→ Texto extraído

----

No voy a comentarlo. Ni a recomendárselo, aunque merezca la pena leerlo. Bastantes problemas tengo ya con intentar entenderme a mí mismo y enfrentarme cada día a la pantalla en blanco del portátil sin tener claro que llevarme al teclado. Reproduzco únicamente su conclusión (la del libro de Dalrymple) que se inicia con una frase de Oscar Wilde que dice así: "Un sentimental es alguien que simplemente desea disfrutar del lujo de una emoción sin tener que pagar por ello". El sentimentalismo, señala, no es dañino mientras permanece en la esfera de lo personal. Seguramente nadie es completamente inmune a la manipulación de sus emociones por una historia edulcorada un cuadro o una pieza musical.
Pero como motor de una política pública, o de la reacción pública a un acontecimiento o problema social, añade, es tan perjudicial como frecuente. Hay un gran componente sentimental en la idea moderna del multiculturalismo, según la cual todos los aspectos de todas las culturas son mutuamente compatibles y pueden coexistir con la misma facilidad con los restaurantes de diferentes cocinas en el centro de una ciudad cosmopolita, simplemente porque la humanidad está impulsada por, o es susceptible a expresiones de buena voluntad siempre y en todas partes. El hecho de que muchas sociedades multiculturales se vean desgarradas por la hostilidad, incluso después de cientos de años de convivencia, o que no sea fácil reconciliar las ideas occidentales de la libertad con la condena a muerte por apostasía por la que abogan las cuatro escuelas suníes de interpretación de la ley islámica, así como con otros muchos preceptos de la ley islámica, eluden el pensamiento de los partidarios del multiculturalismo como una anguila se desliza entre los dedos de alguien que trata de atraparla con las manos. Si, por ejemplo, preguntamos a un defensor del multiculturalismo qué han aportado los somalíes, en tanto que somalíes, a la cultura de un país como Gran Bretaña, seguramente se quedará callado. Es poco probable que diga que valora sus tradiciones políticas (las que le obligaron a salir huyendo de Somalia); no conocerá nada de su literatura, ni siquiera si existe tal literatura, tampoco sabrá nada de su arte ni de su arquitectura; probablemente le sonará que la aportación de Somalia a la ciencia moderna es prácticamente inexistente; tampoco habrá estudiado sus costumbre, muchas de las cuales encontraría repugnantes si se tomara la molestia de investigar algo sobre ellas y ni siquiera podrá nombrar un plato típico de la cocina somalí, un grado insólito de ignorancia e indiferencia incluso para un defensor del multiculturalismo. (El camino hacia el corazón de un partidario del multiculturalismo definitivamente pasa por su estómago).
Y, sin embargo, añade, seguirá afirmando, con la certeza casi religiosa de quien acepta la teoría de la influencia del dióxido de carbono en el calentamiento global, que la presencia de enclaves de somalíes, el mantenimiento de su cultura en esos enclaves, indiscutiblemente y por definición, supone un enriquecimiento para la cultura británica, o para cualquier sociedad occidental, como si viviera mejor dentro de un gran museo antropológico.

----

→ Material recopilado
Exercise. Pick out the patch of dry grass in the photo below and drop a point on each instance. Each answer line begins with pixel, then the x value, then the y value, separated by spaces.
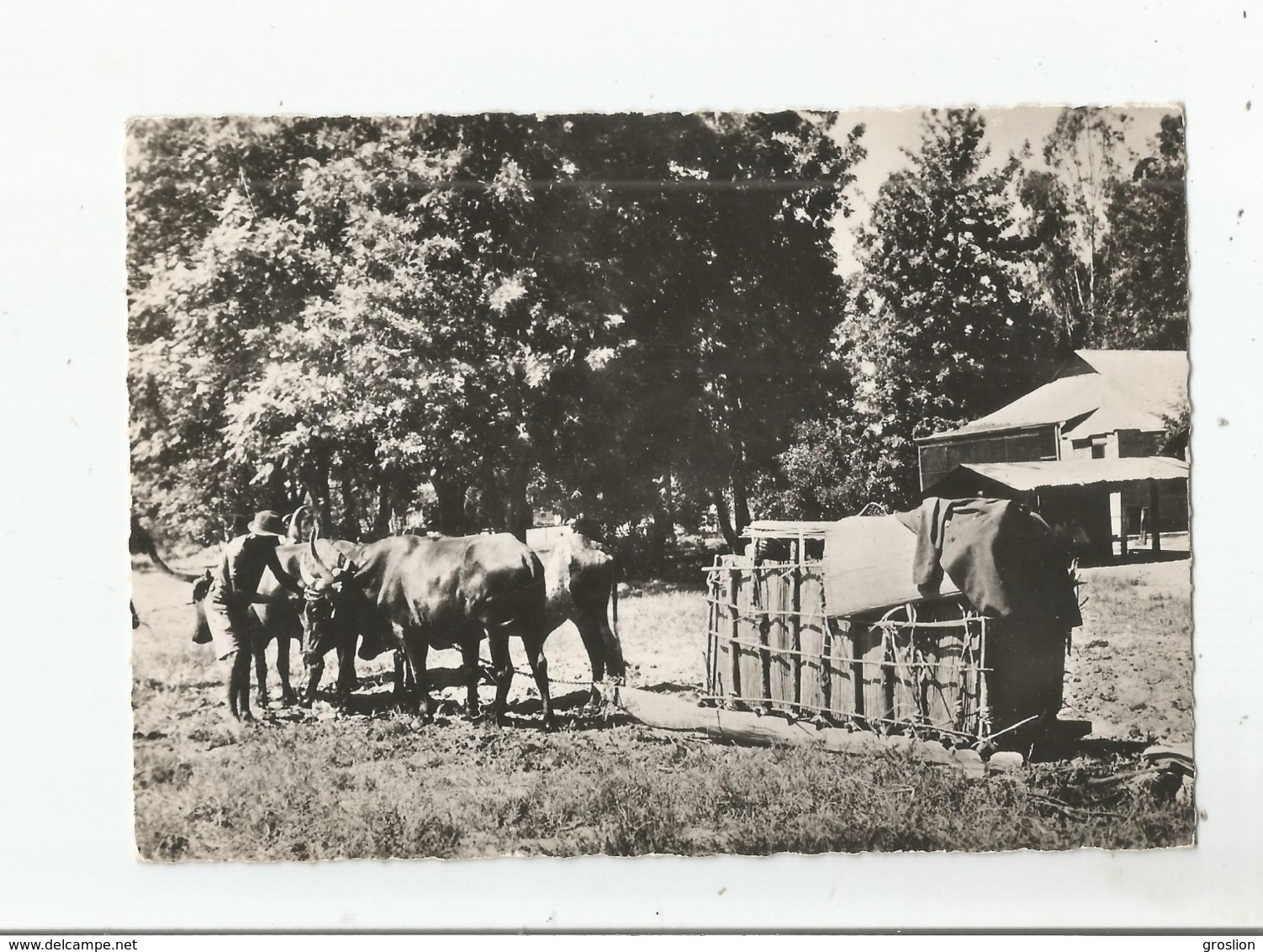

----

→ Consigna 1
Responde estas preguntas sobre el texto acerca del sentimentalismo:
(a) ¿De qué autor es la frase con la que se inicia la conclusión del libro de Dalrymple?
(b) ¿En qué esfera, según se señala, el sentimentalismo no es dañino?
(c) ¿Cuántas escuelas suníes de interpretación de la ley islámica abogan por la condena a muerte por apostasía?
→ Consigna 2
Transcribe del texto sobre el sentimentalismo el pasaje que va desde "No voy a comentarlo." hasta "una pieza musical.", esta última expresión incluida.
Los datos no son necesarios para resolver la tarea.

→ Resultado final 1
(a) De Oscar Wilde.
(b) En la esfera de lo personal.
(c) Cuatro.

→ Resultado final 2
No voy a comentarlo. Ni a recomendárselo, aunque merezca la pena leerlo. Bastantes problemas tengo ya con intentar entenderme a mí mismo y enfrentarme cada día a la pantalla en blanco del portátil sin tener claro que llevarme al teclado. Reproduzco únicamente su conclusión (la del libro de Dalrymple) que se inicia con una frase de Oscar Wilde que dice así: "Un sentimental es alguien que simplemente desea disfrutar del lujo de una emoción sin tener que pagar por ello". El sentimentalismo, señala, no es dañino mientras permanece en la esfera de lo personal. Seguramente nadie es completamente inmune a la manipulación de sus emociones por una historia edulcorada un cuadro o una pieza musical.